Task statement -
Starting with the line that contains "Please put a point on each instance of the blue" and going on through the line that contains "Please put a point on each instance of the hoodie hood", write out every one of those lines again, shifting each x and y coordinate in the answers by adding 36 to it.

Data lines -
________________________

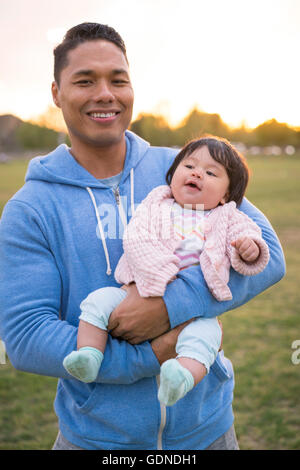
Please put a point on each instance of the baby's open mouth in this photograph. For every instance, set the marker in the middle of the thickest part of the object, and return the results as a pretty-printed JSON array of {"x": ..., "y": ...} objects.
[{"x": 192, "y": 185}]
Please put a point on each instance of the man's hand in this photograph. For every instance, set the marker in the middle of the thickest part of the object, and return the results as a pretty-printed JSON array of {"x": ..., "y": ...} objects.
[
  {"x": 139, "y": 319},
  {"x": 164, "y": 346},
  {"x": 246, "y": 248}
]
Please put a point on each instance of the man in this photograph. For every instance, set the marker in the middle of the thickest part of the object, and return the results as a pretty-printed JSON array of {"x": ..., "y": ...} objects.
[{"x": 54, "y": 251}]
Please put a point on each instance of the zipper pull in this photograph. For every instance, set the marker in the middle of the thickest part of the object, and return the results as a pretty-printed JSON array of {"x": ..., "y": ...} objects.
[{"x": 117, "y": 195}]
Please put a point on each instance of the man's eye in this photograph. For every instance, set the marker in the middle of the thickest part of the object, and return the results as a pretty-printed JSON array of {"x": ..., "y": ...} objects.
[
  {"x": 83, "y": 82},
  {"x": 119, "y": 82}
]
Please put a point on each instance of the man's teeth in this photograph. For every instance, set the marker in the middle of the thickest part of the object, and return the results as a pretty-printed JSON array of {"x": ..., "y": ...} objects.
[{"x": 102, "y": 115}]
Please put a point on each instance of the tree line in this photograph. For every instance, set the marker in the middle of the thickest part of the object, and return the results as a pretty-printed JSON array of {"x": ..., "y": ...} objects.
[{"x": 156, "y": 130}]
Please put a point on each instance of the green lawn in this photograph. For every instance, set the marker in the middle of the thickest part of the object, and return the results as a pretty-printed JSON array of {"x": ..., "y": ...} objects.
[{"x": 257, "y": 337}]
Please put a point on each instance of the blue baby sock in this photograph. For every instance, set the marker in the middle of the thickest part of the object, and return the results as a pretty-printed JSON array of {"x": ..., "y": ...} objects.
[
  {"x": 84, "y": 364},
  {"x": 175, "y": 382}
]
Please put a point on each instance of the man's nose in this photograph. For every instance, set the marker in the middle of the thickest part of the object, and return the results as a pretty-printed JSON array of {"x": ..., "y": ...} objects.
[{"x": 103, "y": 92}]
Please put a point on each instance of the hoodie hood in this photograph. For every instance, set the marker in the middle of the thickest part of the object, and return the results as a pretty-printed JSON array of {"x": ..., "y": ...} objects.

________________________

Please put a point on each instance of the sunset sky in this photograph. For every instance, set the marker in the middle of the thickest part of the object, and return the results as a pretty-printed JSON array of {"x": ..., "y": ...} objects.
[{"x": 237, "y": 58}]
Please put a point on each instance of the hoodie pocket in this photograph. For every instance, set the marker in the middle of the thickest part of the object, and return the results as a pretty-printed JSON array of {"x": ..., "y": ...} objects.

________________________

Output of the exercise -
Please put a point on each instance of the blue baby sock in this photograph. For every instance, set the marker in the middle of the thickest part of the object, and return the results as a pretty-printed JSON array of {"x": ..., "y": ...} objects.
[
  {"x": 120, "y": 400},
  {"x": 211, "y": 418}
]
Please put a point on each instance of the man's nose in this photograph. For every instance, set the marker in the middle of the thickest part of the object, and return the results as a pretty-printed JSON array of {"x": ..., "y": ...} objects.
[{"x": 139, "y": 128}]
Please put a point on each instance of the hoodie hood in this photograph. For every instance, set the marker in the middle of the thickest part of the object, and return the results as a pretty-printed JSON array of {"x": ..., "y": ...} objects.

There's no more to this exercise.